Ju Tarramutu: l’Aquila in pellicola
Primavera, estate, autunno, inverno e ancora primavera…all’Aquila. Il documentario del filmmaker Paolo Pisanelli, “Ju Tarramutu”, che ripercorre l’arco di tempo di 15 mesi dal terremoto del 6 Aprile 2009, potrebbe mutuare il titolo di un noto film Coreano sul ciclo della vita scandito dal succedersi delle stagioni che segnano il paesaggio. Il tempo e il paesaggio, che siano naturali o dell’animo umano, sono i primi due elementi con cui il regista Salentino tenta di documentare la ricostruzione di quelli che ha definito “I territori della città più mistificata d’Italia”. La percezione del tempo, da quello sconvolgente e interminabile dei 22 secondi in cui la terra ha tremato, a quello biologico e impassibile del sole che sorge, tramonta e risorge dai monti, fino al tempo mediatico dei provvedimenti e dell’infotainment, ridondante e manipolato. In quest’ultimo caso, l’interpretazione che l’autore veicola a nome degli Aquilani è inequivocabile: se tutto il mondo guarda la tragedia Aquilana attraverso la Tv, all’Aquila la Tv è forse l’unico rottame intenzionalmente abbandonato tra le tonnellate di macerie. La strategia comunicativa di rimuovere il trauma dalle coscienze e dall’immaginario collettivo attraverso il miracolo del benessere (le New Town ecocompatibili dal design moderno e dotate di ogni comfort) ha solo intensificato l’espropriazione identitaria di una popolazione prevalentemente agricola, la cui dimensione civica nasce dal borgo antico. Nell’attesa di rimuovere gli sbarramenti di protezione che imprigionano le case semidistrutte, gli Aquilani riallacciano le proprie radici con la terra, in senso non solo figurato, iniziando dalla cura dei propri giardini, dalla coltivazione dei propri campi, gli unici luoghi familiari accessibili.

**Consegna 1:**
Elenca, nell'ordine in cui compaiono, le stagioni diverse nominate nella prima frase del brano sul documentario «Ju Tarramutu».
**Consegna 2:**
Rispondi alle domande seguenti in base al brano sul documentario «Ju Tarramutu».
(a) Quanti mesi dopo il terremoto ripercorre il documentario?
(b) Per quanti secondi ha tremato la terra?
(c) Quale oggetto, all'Aquila, è forse l'unico rottame abbandonato di proposito tra le macerie?
**Consegna 3:**
Porta avanti il brano sul documentario «Ju Tarramutu» a partire dall'ultima frase riportata.

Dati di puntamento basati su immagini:
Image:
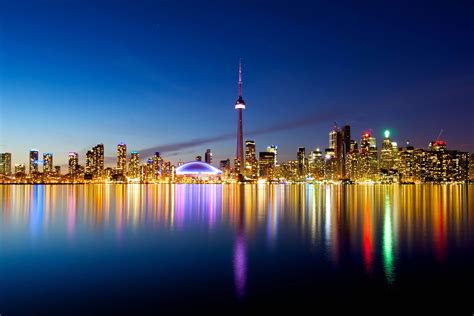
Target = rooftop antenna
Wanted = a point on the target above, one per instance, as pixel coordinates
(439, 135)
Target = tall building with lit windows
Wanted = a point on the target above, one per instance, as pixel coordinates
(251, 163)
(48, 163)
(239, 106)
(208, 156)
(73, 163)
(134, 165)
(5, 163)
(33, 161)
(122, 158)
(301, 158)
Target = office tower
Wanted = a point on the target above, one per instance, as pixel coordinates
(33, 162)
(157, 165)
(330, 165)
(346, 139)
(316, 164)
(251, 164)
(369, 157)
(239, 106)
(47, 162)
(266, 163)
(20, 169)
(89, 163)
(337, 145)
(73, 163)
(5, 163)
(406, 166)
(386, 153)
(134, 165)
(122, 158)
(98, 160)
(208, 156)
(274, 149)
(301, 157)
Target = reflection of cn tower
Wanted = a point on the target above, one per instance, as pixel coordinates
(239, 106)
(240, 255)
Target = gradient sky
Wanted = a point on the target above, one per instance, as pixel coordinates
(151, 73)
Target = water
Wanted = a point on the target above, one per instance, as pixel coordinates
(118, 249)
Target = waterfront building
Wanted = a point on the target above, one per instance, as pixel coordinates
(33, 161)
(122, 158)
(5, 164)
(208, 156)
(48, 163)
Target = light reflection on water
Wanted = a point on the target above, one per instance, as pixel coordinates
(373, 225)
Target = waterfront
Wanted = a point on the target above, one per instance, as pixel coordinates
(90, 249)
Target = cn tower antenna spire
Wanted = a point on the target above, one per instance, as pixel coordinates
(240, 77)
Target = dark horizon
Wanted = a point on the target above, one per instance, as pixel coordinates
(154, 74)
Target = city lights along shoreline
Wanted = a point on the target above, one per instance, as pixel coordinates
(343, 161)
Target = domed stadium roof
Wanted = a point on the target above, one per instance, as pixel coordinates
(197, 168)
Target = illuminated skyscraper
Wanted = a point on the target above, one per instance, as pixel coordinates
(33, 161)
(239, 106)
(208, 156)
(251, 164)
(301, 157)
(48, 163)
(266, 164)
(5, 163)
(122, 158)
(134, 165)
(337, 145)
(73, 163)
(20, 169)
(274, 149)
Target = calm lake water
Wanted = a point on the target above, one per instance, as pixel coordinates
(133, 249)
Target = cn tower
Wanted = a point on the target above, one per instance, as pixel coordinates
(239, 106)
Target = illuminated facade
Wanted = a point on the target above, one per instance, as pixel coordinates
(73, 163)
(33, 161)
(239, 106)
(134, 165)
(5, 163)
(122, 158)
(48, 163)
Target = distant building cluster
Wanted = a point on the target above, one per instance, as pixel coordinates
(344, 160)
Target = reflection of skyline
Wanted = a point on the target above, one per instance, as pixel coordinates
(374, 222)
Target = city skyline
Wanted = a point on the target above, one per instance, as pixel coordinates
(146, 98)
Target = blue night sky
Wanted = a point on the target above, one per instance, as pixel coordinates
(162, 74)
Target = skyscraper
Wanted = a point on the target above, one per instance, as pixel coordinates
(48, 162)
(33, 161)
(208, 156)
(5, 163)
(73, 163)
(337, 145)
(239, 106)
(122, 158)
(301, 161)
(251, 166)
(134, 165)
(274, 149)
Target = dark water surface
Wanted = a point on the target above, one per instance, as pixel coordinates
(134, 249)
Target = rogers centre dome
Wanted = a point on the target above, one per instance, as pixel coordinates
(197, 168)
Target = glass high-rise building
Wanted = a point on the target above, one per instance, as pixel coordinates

**Risultato atteso 1:**
Primavera, estate, autunno, inverno.

**Risultato atteso 2:**
(a) 15 mesi.
(b) 22 secondi.
(c) La Tv.

**Risultato atteso 3:**
Dopo l’inverno, per molti trascorso nelle tendopoli, la primavera torna a far capolino. Di frequente la macchina da presa indugia sui fiori ormai schiusi, sulle distese d’erba alta e verdeggiante, persino sugli insetti, mentre la colonna musicale di canti folcloristici e letture teatrali riferisce di come la cultura popolare abbia fagocitato la costituzione sismica dei luoghi quale forma di reazione e rinascita.
La natura rigogliosa e solare contraddice le case sventrate, i cumuli di rovine, gli animi feriti e al tempo stesso furiosi dei cittadini. Di riflesso la contraddizione pare risuonare nelle testimonianze dirette degli sfollati. Per alcuni la “Tenda” è stata l’emblema dello smarrimento, della solitudine e della paura, per altri il luogo della solidarietà, della condivisione del dolore e del sacrificio. L’anima ardente della città sfiancata sono i suoi abitanti “Irriducibili” (così si definiscono coloro che lottano perché si investa nella ricostruzione dell’Aquila all’Aquila e non altrove) che non si rassegnano all’idea che la terra natia si fossilizzi in reperti da mostrare al mondo e alla storia come monito di una politica egocentrica e affarista. Dalle fiaccolate ai sit-in, alla resistenza “attrezzata” di pale e carriole, oggi che le telecamere istituzionali oscurano la continua mobilitazione degli Aquilani, “Ju Tarramutu” (che, fosse solo per ragioni di distribuzione, non otterrà di certo la stessa risonanza di “Draquila” della Guzzanti) nel suo dar voce senza filtri ai cittadini e alla terra Abruzzese rappresenta per la ricostruzione un “Mattone” di inestimabile valore.